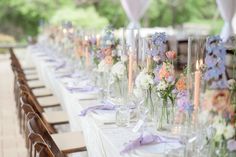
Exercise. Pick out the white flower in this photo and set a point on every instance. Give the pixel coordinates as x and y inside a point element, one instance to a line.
<point>124,58</point>
<point>229,131</point>
<point>144,80</point>
<point>162,85</point>
<point>222,129</point>
<point>118,70</point>
<point>231,83</point>
<point>138,93</point>
<point>103,67</point>
<point>108,42</point>
<point>204,117</point>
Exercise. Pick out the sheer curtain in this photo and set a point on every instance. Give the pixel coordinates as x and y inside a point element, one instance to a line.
<point>227,9</point>
<point>135,9</point>
<point>234,23</point>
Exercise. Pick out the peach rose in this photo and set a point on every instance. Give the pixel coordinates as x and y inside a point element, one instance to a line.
<point>107,51</point>
<point>165,71</point>
<point>181,84</point>
<point>171,55</point>
<point>108,60</point>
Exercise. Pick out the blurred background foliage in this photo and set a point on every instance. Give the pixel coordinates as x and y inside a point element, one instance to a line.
<point>22,18</point>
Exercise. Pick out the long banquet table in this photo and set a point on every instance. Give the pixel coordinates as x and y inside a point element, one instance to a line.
<point>102,140</point>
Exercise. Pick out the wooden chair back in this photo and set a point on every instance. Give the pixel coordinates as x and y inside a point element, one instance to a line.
<point>36,125</point>
<point>42,150</point>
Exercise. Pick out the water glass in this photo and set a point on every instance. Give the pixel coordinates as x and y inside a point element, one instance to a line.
<point>122,116</point>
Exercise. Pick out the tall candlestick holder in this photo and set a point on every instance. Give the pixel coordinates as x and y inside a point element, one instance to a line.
<point>131,44</point>
<point>196,53</point>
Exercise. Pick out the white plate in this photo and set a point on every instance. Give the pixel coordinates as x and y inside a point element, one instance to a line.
<point>156,150</point>
<point>104,116</point>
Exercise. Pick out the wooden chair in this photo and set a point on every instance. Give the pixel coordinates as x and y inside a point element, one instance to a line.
<point>42,150</point>
<point>60,144</point>
<point>51,118</point>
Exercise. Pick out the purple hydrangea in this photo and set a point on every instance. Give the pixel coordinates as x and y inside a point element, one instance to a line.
<point>183,102</point>
<point>215,63</point>
<point>159,45</point>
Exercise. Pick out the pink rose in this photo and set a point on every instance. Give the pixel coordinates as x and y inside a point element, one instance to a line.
<point>171,55</point>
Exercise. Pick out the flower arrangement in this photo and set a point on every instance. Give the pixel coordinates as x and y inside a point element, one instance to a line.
<point>144,83</point>
<point>215,63</point>
<point>107,55</point>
______
● **Goal of the exercise**: Set down, please, the lines from the line holding "Exercise. Pick out the flower" through the final line of the data, exactly and with nothing added.

● **Answer to this problem**:
Exercise. Pick out the flower arrangement in this photo and set a point on every instance. Give the pixel coordinates as x and y inside a point element, one instance to a line.
<point>144,83</point>
<point>215,63</point>
<point>107,55</point>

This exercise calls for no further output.